This project will look for preliminary evidence of sensory variation between standard and selectively bred oysters sufficient to warrant further investigation. At least, it is necessary to ensure that selection within the oyster breeding programs does not diminish marketability characteristics.
Spawning and associated reduction in marketability is often at variance with demand for table oysters , and the possibility of selecting for lines with slower/faster maturation or which have an extended reproductive peak would provide growers with better control.
There have been suggestions that selected broodstock are more difficult to condition. This must be investigated to avoid what could become a serious future limitation of the breeding programs.
The Economic Weights Model developed in FRDC 2006/227 identified the time required to reach suitable shell size and the time required to reach a suitable market condition as traits under different genetic control. The model needs refinement by determining the relationship between the two traits. In order to accurately put economic weights on growth time and condition time it is important to measure this relationship for both Pacific and SRO.
Near Infra-red Spectroscopy (NIRS) offers the ability to perform a wide range of otherwise expensive biochemical measures of condition rapidly and cost efficiently.
Mortality is a serious, ongoing problem for Pacific oysters, particularly in SA and not confined to ASI stock. While the syndrome is undefined, there is evidence that susceptibility differs between ASI lines and that the difference is partly genetic (Ryan – unpublished; Pierre Boudry).
This project seeks to develop selection methods to enhance reproductive conditioning, marketability and survival and to develop oyster families which increasingly display these features.
Seafood CRC: A one day workshop to define oyster ‘condition’ and to review the techniques available for its assessment.
This project is designed to define oyster ‘condition’ and to review the techniques available for its assessment as a precursor to projects in the areas of genetics, market/supply chain and food safety.
Based on industry input, SOCo, ASI and the Oyster Consortium place oyster ‘condition’ as the highest priority for genetic research.

# Records provided
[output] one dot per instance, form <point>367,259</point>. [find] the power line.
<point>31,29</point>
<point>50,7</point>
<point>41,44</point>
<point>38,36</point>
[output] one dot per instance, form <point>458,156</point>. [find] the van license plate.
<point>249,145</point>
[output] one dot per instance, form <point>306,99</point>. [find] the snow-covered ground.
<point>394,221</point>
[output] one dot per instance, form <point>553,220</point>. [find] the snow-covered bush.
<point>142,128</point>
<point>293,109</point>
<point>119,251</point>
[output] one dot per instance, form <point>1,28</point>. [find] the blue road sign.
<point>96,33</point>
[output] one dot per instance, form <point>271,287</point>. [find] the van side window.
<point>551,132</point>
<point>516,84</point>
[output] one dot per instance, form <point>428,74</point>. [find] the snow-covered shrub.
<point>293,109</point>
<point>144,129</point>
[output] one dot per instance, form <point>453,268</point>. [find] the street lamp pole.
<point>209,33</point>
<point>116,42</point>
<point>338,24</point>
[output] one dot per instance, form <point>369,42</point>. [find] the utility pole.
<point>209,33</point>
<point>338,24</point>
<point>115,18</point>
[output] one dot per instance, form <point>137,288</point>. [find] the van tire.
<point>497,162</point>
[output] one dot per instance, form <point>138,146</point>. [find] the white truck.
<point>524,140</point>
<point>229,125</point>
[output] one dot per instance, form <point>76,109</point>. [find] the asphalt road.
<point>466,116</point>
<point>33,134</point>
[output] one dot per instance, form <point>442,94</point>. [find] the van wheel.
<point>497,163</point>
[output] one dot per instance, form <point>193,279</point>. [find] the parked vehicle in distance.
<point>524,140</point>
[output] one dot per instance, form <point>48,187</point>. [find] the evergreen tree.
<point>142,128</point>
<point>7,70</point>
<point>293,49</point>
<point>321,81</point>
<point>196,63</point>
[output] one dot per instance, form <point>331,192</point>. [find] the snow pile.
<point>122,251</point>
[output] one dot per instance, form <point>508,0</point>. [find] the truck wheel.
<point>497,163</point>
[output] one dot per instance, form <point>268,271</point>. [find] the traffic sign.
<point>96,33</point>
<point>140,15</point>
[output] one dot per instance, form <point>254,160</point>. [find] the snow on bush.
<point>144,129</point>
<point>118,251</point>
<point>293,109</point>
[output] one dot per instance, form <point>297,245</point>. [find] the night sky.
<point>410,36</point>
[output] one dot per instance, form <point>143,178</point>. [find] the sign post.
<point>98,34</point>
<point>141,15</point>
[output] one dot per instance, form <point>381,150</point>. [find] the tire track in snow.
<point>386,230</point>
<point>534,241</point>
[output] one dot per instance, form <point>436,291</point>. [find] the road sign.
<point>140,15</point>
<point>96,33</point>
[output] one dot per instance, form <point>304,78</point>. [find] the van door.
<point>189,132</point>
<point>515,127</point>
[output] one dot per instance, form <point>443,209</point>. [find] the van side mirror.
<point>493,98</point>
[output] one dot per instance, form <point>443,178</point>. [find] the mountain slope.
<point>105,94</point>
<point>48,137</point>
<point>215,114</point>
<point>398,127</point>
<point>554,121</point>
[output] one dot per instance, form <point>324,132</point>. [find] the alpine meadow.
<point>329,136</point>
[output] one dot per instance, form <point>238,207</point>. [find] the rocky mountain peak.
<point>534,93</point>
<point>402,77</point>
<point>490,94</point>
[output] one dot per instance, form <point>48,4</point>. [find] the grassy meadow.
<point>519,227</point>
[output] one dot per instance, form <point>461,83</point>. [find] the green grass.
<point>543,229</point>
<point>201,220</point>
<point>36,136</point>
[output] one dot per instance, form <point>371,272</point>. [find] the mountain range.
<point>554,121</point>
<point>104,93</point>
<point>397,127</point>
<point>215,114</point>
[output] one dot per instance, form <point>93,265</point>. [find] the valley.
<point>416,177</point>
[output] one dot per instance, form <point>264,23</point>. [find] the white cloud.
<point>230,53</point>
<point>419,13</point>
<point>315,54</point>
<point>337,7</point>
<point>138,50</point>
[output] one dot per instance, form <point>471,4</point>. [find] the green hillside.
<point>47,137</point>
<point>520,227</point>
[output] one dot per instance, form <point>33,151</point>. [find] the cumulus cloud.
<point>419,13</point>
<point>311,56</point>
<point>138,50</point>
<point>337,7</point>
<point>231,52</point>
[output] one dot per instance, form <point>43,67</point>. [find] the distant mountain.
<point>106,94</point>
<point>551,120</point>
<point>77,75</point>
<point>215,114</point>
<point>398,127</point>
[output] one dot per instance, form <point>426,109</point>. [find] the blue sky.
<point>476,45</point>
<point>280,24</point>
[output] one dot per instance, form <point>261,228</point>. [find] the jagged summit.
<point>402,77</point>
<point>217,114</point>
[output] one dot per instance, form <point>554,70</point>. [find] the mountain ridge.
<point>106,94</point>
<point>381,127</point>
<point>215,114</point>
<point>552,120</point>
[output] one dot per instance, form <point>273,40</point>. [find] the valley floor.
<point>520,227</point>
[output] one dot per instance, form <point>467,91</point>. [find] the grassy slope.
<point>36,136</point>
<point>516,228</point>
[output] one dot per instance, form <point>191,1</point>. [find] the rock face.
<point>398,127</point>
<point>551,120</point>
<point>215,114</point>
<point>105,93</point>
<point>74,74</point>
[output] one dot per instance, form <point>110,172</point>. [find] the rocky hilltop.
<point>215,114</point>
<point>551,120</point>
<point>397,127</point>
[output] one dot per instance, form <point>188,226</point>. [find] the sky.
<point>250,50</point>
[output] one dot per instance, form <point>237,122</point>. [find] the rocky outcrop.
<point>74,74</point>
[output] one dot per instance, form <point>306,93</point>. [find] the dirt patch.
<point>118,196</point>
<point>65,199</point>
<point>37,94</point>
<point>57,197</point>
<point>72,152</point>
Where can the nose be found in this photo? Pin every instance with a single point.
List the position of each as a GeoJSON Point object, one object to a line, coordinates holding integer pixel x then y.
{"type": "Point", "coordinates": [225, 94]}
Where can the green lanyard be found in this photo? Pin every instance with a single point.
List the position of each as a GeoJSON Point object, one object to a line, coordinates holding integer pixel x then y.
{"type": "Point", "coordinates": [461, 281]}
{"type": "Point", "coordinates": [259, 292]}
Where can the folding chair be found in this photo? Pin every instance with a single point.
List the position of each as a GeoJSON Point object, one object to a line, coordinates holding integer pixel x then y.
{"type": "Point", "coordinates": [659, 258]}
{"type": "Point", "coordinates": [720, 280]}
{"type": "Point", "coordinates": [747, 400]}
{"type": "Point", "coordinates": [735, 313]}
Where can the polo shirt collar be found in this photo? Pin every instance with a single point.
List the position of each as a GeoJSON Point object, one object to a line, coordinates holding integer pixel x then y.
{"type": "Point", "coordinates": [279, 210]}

# Questions on the material
a – Could you shorten the paragraph in the oyster breeding text that begins "The Economic Weights Model developed in FRDC 2006/227" while keeping its main facts?
b – Would you copy the oyster breeding text word for word, beginning at the words "Spawning and associated" and stopping after "the breeding programs."?
c – What would come next in the text on oyster condition research, picking up after its final sentence?

# Outputs for the tasks
a – The FRDC 2006/227 Economic Weights Model found that the time to reach suitable shell size and the time to reach suitable market condition are under different genetic control. To set accurate economic weights on growth time and condition time, the model must be refined by measuring the relationship between these two traits in both Pacific and SRO oysters.

b –
Spawning and associated reduction in marketability is often at variance with demand for table oysters , and the possibility of selecting for lines with slower/faster maturation or which have an extended reproductive peak would provide growers with better control.
There have been suggestions that selected broodstock are more difficult to condition. This must be investigated to avoid what could become a serious future limitation of the breeding programs.

c –
ASI and SOCo in conjunction with NSW DPI and the CSIRO Food Futures Flagship, intend to submit a CRC proposal entitled “Incorporation of selection for condition/survival into a breeding strategy for Sydney rock oysters and Pacific oysters.” The aspects of ‘condition’ of significance are:
a) Physiological and reproductive condition
b) Marketability
Before the detailed research proposal can be developed it is necessary to:
* determine the defining characteristics of marketability (such as meat weight, meat-shell ratio, meat colour, glycogen levels and/or lipid levels, gonadal development) and
* consider the techniques best suited to measuring the characteristics of significance.
This project will also aid other CRC projects to achieve their objectives: “Protecting the Safety and Quality of Australian Oysters using Predictive Models Integrated with ‘Intelligent’ Cold Chain Technologies” and, if the project is supported, “Quality, shelf-life and value-adding of Australian oysters.”
Oyster growers, marketers and end point users, as well as geneticists, oyster breeding groups, biologists and technologists need to be involved in discussion to focus aims of both proposed and current research.
Final report
The workshop was held under the auspices of the Select Oyster Breeding Company of New South Wales (SOCo) and Australian Seafood Industries (ASI), companies involved with selective breeding programs for Sydney rock and Pacific oysters respectively. Its aim was to clarify and consolidate the views of researchers, oyster growers and marketers as to what constitutes oyster 'condition' in preparation for a research project to investigate aspects of oyster condition associated with selective breeding programs.